[Point labeling examples]
┌──
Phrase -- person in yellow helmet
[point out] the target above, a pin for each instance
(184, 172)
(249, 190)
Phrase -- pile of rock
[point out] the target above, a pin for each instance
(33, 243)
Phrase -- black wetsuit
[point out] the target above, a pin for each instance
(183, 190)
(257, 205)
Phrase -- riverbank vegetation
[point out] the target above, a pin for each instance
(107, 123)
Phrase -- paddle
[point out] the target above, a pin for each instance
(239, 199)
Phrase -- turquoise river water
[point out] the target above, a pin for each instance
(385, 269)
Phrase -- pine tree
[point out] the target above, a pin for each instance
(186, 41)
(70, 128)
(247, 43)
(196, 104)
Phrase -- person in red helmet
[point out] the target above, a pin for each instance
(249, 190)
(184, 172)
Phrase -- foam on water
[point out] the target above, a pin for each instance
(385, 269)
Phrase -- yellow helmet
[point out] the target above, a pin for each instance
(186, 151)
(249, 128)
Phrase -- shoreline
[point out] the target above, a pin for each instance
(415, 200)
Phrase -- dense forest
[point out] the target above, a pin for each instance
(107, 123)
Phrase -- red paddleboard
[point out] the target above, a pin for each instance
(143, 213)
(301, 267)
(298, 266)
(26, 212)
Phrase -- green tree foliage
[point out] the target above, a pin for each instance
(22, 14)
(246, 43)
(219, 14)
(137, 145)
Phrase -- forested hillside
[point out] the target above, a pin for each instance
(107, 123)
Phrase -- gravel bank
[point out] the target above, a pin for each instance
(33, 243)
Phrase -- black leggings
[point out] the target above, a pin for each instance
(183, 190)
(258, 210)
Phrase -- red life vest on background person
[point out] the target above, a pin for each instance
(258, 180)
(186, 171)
└──
┌──
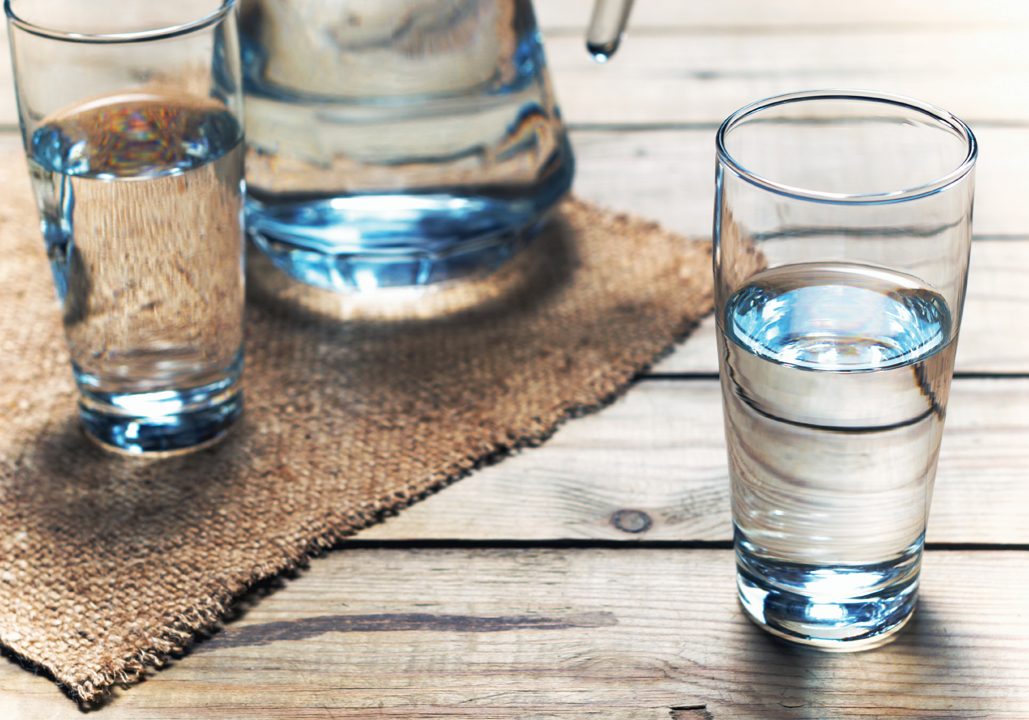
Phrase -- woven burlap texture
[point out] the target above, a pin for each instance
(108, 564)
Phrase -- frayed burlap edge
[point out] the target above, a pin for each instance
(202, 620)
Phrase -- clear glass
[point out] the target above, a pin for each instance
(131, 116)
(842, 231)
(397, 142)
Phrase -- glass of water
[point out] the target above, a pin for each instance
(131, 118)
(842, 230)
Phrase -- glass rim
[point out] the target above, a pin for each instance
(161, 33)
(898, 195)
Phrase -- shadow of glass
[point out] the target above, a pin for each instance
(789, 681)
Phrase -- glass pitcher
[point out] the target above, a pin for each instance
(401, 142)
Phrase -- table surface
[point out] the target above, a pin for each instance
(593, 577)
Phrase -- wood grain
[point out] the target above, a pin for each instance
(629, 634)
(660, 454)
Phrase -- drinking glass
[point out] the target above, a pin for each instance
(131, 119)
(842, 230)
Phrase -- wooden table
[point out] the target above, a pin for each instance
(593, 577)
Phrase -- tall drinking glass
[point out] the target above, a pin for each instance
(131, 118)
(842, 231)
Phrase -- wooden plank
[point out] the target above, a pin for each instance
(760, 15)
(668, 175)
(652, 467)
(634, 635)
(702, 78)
└──
### [The problem]
Count the lines in the entries above that contain the word "water". Reply with the number alone.

### [Task solution]
3